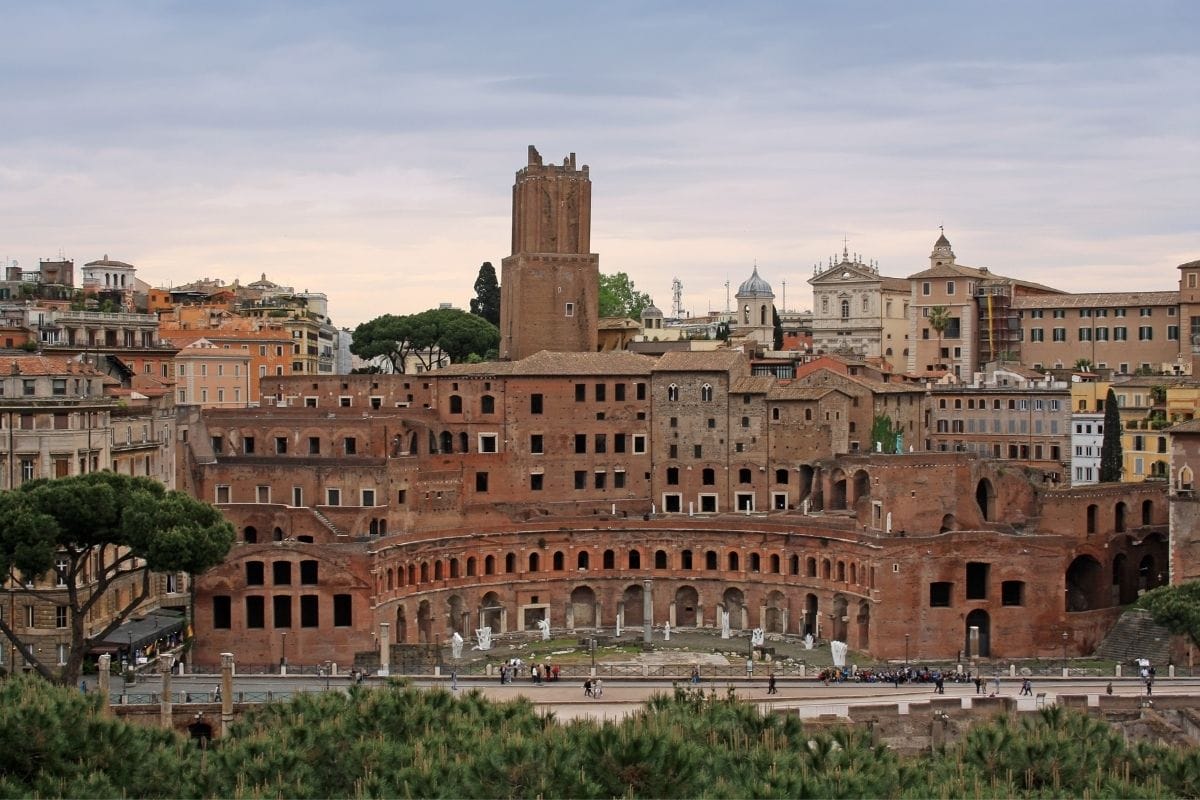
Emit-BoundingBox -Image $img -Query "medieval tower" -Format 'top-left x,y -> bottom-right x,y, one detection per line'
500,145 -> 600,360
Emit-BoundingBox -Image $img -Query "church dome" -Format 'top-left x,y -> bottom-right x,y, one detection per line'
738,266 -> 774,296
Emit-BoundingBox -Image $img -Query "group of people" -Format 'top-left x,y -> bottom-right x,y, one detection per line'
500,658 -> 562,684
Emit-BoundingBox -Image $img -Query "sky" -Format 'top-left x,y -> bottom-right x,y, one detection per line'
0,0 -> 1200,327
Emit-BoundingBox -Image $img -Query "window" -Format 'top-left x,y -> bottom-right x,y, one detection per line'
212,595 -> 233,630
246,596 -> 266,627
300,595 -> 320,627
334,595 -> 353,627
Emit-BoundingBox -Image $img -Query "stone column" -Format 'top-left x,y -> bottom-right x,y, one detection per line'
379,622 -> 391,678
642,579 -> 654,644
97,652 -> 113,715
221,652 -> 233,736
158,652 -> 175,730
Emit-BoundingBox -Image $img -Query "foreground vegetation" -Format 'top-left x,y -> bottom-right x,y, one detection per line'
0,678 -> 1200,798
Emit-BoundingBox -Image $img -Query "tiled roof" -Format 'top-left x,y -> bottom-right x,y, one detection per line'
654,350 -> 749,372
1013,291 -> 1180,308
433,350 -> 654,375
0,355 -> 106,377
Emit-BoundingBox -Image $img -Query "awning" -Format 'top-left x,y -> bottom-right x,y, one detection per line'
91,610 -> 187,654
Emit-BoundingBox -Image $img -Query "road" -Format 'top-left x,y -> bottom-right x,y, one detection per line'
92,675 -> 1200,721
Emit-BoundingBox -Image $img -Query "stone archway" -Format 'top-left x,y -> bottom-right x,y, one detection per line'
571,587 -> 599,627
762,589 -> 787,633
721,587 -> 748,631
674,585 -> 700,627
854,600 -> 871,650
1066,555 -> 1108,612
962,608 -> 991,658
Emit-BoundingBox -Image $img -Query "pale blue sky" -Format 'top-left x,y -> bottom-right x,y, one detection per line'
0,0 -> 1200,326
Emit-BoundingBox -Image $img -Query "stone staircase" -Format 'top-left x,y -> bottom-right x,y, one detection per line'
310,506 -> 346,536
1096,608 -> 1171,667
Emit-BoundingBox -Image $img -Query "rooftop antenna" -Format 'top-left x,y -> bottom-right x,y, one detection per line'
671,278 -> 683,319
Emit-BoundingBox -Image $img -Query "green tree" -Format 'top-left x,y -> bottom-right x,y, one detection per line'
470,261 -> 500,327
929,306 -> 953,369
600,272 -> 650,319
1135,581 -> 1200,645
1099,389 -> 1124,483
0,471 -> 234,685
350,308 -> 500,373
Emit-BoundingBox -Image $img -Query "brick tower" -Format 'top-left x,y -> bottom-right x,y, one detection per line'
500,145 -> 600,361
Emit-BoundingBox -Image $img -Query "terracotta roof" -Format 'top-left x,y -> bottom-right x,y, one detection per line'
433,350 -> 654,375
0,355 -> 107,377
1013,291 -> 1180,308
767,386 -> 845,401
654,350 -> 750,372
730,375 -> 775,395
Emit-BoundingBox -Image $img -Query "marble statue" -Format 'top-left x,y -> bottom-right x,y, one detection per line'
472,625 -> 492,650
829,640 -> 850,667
..........
◆ **STATED TASK**: Identify each line in the entries above that contains the string "stone", and copy those lines. Case counts.

◆ **COMPLETED EXERCISE**:
Emit-BoundingBox -Image $img -Query "stone column" -Format 'top-left x,y -> bottom-right x,y, one detection per line'
Emit-BoundingBox -Image $img -Query "stone archway" -Format 'top-left x,y -> bottom-right x,y, one detection per line'
Emit-BoundingBox -Image $img -Query "stone staircase" -Format 'top-left x,y -> bottom-right x,y, one detection per line'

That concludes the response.